— Begin Selected text —

Meanwhile, Zeus is still on the lookout for Persephone and Minthe is still after Hades. The Olympian zoom call initiated by Zeus is hilarious, and exactly the kind of humor I love about “Lore Olympus.” However, I feel as though the longer the Minthe and Thanatos storyline drags on, the less I care about it. Minthe’s subplot feels like a remnant of the first act and the narrative should have moved on to bigger conflicts. Similarly, when Thanatos encounters Daphne, who is disappointed by Apollo’s obsession with Persephone, she asks Thanatos why he cares so much about Hades and Persephone’s relationship in the first place. This is something I’d like to know, too. Many characters are obsessed with Persephone without a clear reason why. Thanatos and Daphne seem headed to a romance but I’d honestly think a more interesting subplot would be Thanatos realizing he’s actually jealous of Persephone because he has feelings for Hades. (But no one is gay in “Lore Olympus” for some reason? Maybe there’s one character? It seems odd to me that there’s very little to suggest that non-human characters of the same or similar genders might be attracted to one another but this story is very much focused on heterosexual relationships.) Although I like Thanatos’s character design, I’m just not sure what he and Minthe have to add to the story that they haven’t already.

As this batch of episodes comes to a close, Hades and Persephone become closer physically, even going for a pretty heavy makeout session. But since Persephone also has trauma due to her assault by Apollo, she feels conflicted about becoming sexually involved with Hades. The way the pair negotiate this aspect of their relationship finally feels like an adult conversation between adults. I’ve given Persephone a lot of flack for saying one thing and then immediately doing another, but here she’s able to express her confusion around sex and her boundaries clearly. Thank the gods!

— End Selected text —
— Begin Data extract —

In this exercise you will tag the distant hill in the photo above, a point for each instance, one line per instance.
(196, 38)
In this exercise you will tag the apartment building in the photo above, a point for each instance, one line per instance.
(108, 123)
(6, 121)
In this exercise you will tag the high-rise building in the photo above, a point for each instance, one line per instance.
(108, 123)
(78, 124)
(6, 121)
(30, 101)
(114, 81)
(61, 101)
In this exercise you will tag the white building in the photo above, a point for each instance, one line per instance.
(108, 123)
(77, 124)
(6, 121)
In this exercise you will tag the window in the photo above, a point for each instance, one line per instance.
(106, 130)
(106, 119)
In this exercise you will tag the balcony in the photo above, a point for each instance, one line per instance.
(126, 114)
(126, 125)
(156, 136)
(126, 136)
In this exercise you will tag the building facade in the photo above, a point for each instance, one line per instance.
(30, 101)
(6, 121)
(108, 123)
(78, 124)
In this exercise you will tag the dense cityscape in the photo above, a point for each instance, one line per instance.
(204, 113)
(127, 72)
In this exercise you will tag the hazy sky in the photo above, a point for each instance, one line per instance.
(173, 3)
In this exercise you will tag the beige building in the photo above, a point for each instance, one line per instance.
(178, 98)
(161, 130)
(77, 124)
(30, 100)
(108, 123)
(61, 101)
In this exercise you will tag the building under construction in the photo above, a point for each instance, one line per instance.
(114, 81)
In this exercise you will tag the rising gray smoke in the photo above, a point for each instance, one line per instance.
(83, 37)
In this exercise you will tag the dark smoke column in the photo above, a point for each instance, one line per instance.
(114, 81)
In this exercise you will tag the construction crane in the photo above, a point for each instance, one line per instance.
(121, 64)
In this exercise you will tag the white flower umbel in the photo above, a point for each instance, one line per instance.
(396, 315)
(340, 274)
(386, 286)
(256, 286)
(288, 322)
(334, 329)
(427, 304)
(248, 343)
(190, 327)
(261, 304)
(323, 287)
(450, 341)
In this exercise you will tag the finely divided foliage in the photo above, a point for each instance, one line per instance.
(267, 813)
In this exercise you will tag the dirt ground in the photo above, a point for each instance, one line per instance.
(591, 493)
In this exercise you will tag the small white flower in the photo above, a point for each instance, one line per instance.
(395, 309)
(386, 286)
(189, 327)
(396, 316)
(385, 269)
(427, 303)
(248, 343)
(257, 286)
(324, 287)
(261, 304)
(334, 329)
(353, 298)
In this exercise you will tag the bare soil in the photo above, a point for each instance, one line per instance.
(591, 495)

— End Data extract —

Written instruction =>
Write out the part of the Lore Olympus review starting with "As this batch" and going on through "Thank the gods!".

Reply to the task =>
As this batch of episodes comes to a close, Hades and Persephone become closer physically, even going for a pretty heavy makeout session. But since Persephone also has trauma due to her assault by Apollo, she feels conflicted about becoming sexually involved with Hades. The way the pair negotiate this aspect of their relationship finally feels like an adult conversation between adults. I’ve given Persephone a lot of flack for saying one thing and then immediately doing another, but here she’s able to express her confusion around sex and her boundaries clearly. Thank the gods!